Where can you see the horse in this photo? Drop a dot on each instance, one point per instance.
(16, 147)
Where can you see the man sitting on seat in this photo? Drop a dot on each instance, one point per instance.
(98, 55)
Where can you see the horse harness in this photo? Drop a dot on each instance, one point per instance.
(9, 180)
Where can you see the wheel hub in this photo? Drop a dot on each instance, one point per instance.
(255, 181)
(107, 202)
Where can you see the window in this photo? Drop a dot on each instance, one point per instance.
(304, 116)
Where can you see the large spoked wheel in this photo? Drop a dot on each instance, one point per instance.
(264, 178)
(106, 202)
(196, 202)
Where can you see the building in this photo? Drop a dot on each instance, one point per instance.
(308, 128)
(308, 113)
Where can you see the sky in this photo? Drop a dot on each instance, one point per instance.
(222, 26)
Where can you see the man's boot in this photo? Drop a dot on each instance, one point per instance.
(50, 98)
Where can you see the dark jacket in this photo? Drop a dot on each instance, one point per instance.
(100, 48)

+---+

*DIRECTIONS*. Rewrite the listing above with every "Drop a dot" changed to "Place a marker" and nothing else altered.

*COMPLETE OUTPUT*.
Where can you see the horse in this photo? Place a marker on each instance, one point per instance.
(16, 147)
Where can you see the man sitting on seat in this photo? Place a marker on each instance, one point per instance.
(98, 55)
Where can you see the horse harness in this photo? Place a marker on each instance, one point per instance.
(9, 180)
Where can you see the wheel hub in this photo? Place a marker on each instance, one point per instance.
(255, 181)
(107, 202)
Where can you see the window in this photo? Place a marker on each instance, one point per instance.
(304, 116)
Where can you see the large spoked wheel in this photo? Place a marker on each instance, one point per instance.
(264, 178)
(106, 202)
(196, 202)
Where can you see the building in this photo? Place a marker on each instance, one point per instance.
(308, 128)
(308, 113)
Where can you see the sky in this photo? Place a marker on each instance, one point per instance.
(222, 26)
Where can you see the man's boot in this photo? Place a marker on each instance, one point per instance.
(50, 98)
Where can you see the dark jacket in this photo? Place a marker on each instance, one point per instance.
(100, 48)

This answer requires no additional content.